**AUFGABE:**
Führe den Text über Vorlagen beim Erfinden von Figuren ab seinem letzten Satz weiter.

Oder fehlen dir vielleicht Vorlagen? Ich kann nur von mir sprechen und bestimmt gibt es so viele Wege wie Autoren. Aber ich erschaffe keine einzige Figur aus dem Nichts heraus, ich habe immer eine Vorlage. Das kann eine reale Person sein oder eine Mischung aus mehreren Personen, eine Filmfigur, eine andere Buchfigur, ja, sogar der Erzähler eines Liedes oder das Gesicht auf einem gemalten Bild. Es geht nicht darum, diese zu kopieren und so zu übernehmen, das versuche ich tunlichst zu vermeiden. ;D Aber ich brauche ein existentes Bild, woran ich mich orientieren kann. Das kann auch etwas aus meiner Erinnerung sein oder irgendein beliebiges Bild von irgendjemandem aus dem Internet. Mein Vater sagte immer "von nichts kommt nichts" und das gilt meiner Meinung nach auch für Inspiration.

**GEGEBENE DATENSÄTZE:**
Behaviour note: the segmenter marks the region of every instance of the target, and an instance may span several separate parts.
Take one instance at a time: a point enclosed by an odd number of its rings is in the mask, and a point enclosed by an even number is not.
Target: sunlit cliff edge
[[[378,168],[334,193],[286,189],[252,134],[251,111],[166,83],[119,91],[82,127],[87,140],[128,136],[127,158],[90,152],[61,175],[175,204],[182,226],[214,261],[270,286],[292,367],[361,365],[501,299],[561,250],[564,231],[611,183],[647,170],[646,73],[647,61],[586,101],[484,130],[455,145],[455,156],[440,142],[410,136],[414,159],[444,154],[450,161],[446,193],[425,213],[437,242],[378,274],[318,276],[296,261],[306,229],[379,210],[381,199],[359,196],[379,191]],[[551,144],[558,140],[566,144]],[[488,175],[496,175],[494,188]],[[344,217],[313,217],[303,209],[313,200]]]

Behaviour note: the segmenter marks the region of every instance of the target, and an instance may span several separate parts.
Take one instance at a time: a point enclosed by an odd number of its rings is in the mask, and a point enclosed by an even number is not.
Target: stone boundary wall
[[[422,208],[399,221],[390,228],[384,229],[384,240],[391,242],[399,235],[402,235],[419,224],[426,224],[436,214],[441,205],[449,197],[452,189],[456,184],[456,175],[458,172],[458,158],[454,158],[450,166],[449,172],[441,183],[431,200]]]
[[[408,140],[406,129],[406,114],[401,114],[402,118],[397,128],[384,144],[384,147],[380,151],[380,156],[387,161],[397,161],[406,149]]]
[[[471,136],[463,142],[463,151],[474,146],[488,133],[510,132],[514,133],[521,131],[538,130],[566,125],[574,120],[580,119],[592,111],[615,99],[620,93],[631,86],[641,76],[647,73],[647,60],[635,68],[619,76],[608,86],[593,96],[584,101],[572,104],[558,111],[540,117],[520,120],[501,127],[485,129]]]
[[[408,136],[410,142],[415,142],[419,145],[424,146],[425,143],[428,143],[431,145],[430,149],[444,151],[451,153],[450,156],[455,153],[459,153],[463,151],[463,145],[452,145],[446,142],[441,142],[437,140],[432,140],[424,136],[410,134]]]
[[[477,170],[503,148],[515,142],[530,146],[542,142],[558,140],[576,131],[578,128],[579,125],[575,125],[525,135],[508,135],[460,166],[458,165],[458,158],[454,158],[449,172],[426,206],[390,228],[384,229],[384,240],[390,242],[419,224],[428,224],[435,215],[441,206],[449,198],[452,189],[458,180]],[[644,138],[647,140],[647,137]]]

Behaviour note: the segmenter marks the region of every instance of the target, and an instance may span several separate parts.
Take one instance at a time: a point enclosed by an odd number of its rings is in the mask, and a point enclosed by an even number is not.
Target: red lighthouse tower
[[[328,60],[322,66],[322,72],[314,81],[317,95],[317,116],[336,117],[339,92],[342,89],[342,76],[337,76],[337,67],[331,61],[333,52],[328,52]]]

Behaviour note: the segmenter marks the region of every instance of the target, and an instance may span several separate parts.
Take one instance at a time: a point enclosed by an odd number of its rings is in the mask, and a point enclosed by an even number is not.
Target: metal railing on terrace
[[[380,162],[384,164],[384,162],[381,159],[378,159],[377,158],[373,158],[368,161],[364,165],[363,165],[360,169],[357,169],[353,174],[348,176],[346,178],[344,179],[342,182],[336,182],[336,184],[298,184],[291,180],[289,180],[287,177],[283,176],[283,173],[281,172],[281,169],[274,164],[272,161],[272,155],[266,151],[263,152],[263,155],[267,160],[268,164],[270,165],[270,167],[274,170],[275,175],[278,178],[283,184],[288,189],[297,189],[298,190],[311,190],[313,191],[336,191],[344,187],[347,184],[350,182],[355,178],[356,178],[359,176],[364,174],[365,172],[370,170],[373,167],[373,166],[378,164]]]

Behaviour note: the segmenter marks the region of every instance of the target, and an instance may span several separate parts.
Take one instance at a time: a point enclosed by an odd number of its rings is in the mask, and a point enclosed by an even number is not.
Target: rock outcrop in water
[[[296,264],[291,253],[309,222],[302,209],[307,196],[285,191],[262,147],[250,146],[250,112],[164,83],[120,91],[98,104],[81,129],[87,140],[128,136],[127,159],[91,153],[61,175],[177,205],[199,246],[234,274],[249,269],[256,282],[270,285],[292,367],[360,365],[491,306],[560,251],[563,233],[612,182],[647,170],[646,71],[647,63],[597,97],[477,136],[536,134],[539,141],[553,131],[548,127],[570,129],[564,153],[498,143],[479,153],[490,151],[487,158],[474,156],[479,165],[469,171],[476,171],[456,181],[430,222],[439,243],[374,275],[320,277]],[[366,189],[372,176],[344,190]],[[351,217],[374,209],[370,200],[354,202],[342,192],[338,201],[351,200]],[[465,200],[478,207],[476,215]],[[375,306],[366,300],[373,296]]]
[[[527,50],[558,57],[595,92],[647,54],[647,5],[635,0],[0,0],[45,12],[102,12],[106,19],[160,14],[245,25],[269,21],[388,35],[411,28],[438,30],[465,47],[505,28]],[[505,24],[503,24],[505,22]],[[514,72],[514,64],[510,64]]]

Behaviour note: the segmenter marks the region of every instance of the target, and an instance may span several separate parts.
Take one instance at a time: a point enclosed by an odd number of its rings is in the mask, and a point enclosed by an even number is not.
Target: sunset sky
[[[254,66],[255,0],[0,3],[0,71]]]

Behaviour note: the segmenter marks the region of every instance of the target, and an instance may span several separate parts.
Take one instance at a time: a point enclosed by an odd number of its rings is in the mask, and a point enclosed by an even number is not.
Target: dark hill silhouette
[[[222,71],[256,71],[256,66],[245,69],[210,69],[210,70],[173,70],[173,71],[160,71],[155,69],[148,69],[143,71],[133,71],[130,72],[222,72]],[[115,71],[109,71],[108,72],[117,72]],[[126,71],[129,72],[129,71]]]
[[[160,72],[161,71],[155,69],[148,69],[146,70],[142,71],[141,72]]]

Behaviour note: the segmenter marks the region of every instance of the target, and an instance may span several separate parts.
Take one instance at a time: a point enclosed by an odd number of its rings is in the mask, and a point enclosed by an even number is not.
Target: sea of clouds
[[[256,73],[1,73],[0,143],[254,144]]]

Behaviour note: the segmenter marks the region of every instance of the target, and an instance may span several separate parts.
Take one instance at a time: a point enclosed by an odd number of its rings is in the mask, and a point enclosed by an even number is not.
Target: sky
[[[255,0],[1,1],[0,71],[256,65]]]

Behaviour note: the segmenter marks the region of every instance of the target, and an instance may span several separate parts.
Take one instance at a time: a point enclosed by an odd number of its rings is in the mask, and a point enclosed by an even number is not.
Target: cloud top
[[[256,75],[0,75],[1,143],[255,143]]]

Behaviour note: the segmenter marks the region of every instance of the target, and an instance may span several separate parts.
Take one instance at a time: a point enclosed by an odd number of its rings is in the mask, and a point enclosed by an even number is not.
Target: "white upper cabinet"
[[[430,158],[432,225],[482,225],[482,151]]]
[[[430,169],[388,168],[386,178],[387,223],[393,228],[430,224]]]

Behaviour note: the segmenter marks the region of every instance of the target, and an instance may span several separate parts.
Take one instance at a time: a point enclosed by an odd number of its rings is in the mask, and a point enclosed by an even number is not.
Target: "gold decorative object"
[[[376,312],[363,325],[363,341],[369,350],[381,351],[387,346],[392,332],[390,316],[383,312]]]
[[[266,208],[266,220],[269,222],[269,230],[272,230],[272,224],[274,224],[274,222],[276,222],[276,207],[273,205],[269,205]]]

**LÖSUNG:**
Genau das mit den "Vorlagen" ist mir auch als erstes eingefallen. Ich persönlich tu mir sehr schwer damit, wirklich Neues zu entwerfen und damit meine ich nicht unbedingt einen einzigartigen, originellen Plot, sondern auch das Rundherum: Landschaften, Gebäude, Menschen.
Du hast im anderen Thread geschrieben, dass du dir deine Figuren und manchmal auch ihre Umwelt nicht so recht bildlich vorstellen kannst. Ich kann das auch nur, wenn ich auf Vorlagen bzw. bereits Bekanntes zurückgreife und das dann nach meinen Vorstellungen verändere/anpasse.
So habe ich für Figuren auch meist eine Inspiration - sei es jemand aus dem tatsächlichen Leben (selten) oder jemand aus einer Serie oder einem anderen Buch (häufiger). Das heißt nicht, dass ich diese Figur dann so übernehme und in meinen Roman setze. Es ist wirklich nur eine Inspiration - ein erster Ausgangspunkt, von dem aus ich dann meine persönliche Version dieser Figur entwickle. Oft verändert sie sich bei mir dann so sehr, dass sie letztendlich gar nichts mehr mit der Vorlage gemeinsam hat. Aber das wichtige für mich ist einfach, dass ich nicht bei "Null" anfangen muss, sondern schon eine kleine Starthilfe habe, wenn man es so nennen möchte.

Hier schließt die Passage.